*Qué se espera*
Por favor, reescribe completas las líneas del listado que van desde la que contiene "of the jeans" hasta el final del listado, ambos extremos incluidos. Aumenta en 143 cada coordenada de las respuestas y deja sin cambios todas las demás cifras.

────────

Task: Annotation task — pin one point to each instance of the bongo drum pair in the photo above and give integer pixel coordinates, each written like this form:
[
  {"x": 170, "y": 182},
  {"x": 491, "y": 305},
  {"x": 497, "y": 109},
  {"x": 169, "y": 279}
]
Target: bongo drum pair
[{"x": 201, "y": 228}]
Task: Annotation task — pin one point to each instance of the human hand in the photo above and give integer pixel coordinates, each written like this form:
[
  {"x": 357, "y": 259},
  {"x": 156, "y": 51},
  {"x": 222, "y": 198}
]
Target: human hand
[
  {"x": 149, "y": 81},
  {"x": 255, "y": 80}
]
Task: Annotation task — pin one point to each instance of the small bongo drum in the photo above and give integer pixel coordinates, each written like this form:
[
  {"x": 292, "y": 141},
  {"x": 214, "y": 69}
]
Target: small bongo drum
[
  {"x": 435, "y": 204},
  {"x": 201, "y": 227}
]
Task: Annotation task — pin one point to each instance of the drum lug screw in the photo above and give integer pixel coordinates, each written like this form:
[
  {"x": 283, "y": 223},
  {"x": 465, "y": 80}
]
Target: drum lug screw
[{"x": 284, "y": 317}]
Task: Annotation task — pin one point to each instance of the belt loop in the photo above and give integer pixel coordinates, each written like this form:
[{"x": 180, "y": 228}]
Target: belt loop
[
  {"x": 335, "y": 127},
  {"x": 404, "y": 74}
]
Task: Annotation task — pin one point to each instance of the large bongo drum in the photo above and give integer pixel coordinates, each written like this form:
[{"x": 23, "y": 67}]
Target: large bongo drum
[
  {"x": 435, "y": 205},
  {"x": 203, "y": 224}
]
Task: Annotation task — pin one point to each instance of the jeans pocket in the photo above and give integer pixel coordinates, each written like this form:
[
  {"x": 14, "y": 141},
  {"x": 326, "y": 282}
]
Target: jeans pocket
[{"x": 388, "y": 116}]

────────

*Respuesta del ejercicio*
Task: Annotation task — pin one point to each instance of the jeans pocket in the photo above and give integer pixel coordinates, each written like this form:
[
  {"x": 14, "y": 141},
  {"x": 326, "y": 282}
]
Target: jeans pocket
[{"x": 531, "y": 259}]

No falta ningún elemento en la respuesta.